→ **What the task asks**:
Would you transcribe, word for word, the items from the line containing "Exercise. Tag every instance of the clear" through the end of the items, with both ends included?

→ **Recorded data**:
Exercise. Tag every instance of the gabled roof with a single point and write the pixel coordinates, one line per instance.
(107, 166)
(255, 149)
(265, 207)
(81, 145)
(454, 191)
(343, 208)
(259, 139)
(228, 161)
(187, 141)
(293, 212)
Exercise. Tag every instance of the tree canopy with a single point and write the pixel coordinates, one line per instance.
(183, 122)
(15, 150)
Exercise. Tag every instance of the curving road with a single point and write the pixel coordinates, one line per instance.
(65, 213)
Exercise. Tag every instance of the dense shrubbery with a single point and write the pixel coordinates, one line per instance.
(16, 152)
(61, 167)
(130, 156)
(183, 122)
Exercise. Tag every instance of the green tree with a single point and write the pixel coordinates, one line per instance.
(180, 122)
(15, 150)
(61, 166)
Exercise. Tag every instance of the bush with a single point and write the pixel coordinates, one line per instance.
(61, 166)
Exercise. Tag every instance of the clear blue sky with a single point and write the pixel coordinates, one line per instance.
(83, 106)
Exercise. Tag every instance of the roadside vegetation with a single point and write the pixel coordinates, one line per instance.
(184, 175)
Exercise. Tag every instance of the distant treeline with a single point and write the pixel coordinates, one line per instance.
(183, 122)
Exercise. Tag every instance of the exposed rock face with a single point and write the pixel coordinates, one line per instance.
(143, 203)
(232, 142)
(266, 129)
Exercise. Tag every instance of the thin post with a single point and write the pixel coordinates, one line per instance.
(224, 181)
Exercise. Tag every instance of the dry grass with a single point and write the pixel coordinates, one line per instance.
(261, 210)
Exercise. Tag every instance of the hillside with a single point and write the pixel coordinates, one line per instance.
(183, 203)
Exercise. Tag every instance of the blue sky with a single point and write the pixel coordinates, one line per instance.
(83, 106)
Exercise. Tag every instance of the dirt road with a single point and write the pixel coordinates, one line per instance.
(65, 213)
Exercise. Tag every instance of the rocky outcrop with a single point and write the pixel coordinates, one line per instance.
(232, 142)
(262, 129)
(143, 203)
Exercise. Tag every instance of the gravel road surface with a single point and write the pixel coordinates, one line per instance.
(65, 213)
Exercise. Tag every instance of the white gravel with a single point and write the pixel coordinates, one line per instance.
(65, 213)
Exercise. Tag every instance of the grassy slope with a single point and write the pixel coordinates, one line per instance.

→ **Answer to this problem**:
Exercise. Tag every instance of the clear blue sky with a single point and write the pixel coordinates, one line per instance.
(83, 106)
Exercise. Tag every instance of the roadside vegetation with a single point and write the pixel coordinates, one line per instance.
(184, 175)
Exercise. Tag every instance of the distant treeline with a single point and write the pixel coordinates, one line per instance.
(183, 122)
Exercise. Tag every instance of the exposed rock face with a single point and write the pixel coordinates, one line per instance.
(143, 203)
(232, 142)
(266, 129)
Exercise. Tag every instance of the thin post with a single point and write the pixel coordinates, one line per instance.
(224, 181)
Exercise. Tag every instance of the dry grass with a single point and write the pixel coordinates, one line per instance.
(261, 210)
Exercise. Tag every instance of the hillside with a single point and write the pixel coordinates, one line per instance.
(183, 203)
Exercise. Tag every instance of the blue sky with a single point and write the pixel coordinates, one line per instance.
(83, 106)
Exercise. Tag every instance of the dirt road with a single point and write the pixel coordinates, one line per instance.
(65, 213)
Exercise. Tag every instance of the rocky outcrop with a single point and write the pixel coordinates, one line per instance.
(232, 142)
(262, 129)
(143, 203)
Exercise. Tag every instance of the gravel road surface with a single point and write the pixel coordinates, one line per instance.
(65, 213)
Exercise. Tag every instance of the white gravel with a single point and write the pixel coordinates, one line per instance.
(65, 213)
Exercise. Tag every instance of the grassy slope with a single point and write the pixel coordinates, one line per instance.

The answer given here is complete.